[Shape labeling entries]
* * * * * * *

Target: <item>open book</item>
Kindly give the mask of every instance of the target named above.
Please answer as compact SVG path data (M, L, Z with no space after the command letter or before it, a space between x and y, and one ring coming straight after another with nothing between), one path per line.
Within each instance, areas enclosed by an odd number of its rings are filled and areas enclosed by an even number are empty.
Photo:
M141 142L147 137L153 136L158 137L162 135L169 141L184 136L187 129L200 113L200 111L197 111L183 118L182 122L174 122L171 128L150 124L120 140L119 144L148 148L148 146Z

* * * * * * *

Copy every one of the entries above, reproducing each line character for character.

Target: <item>open book</item>
Kindly give the mask of every instance of the target named above.
Please answer as compact SVG path data (M, L, Z with no space after the command letter or before it, a space between x and y, and one ring coming straight after another with nothing between), one path per line.
Within each instance, areas enclosed by an odd number of its rings are filled and areas enclosed by an even number are empty.
Photo:
M141 142L147 137L153 136L158 137L162 135L169 141L184 136L187 129L200 113L200 111L197 111L183 118L182 122L174 122L171 128L150 124L120 140L119 144L148 148L148 146Z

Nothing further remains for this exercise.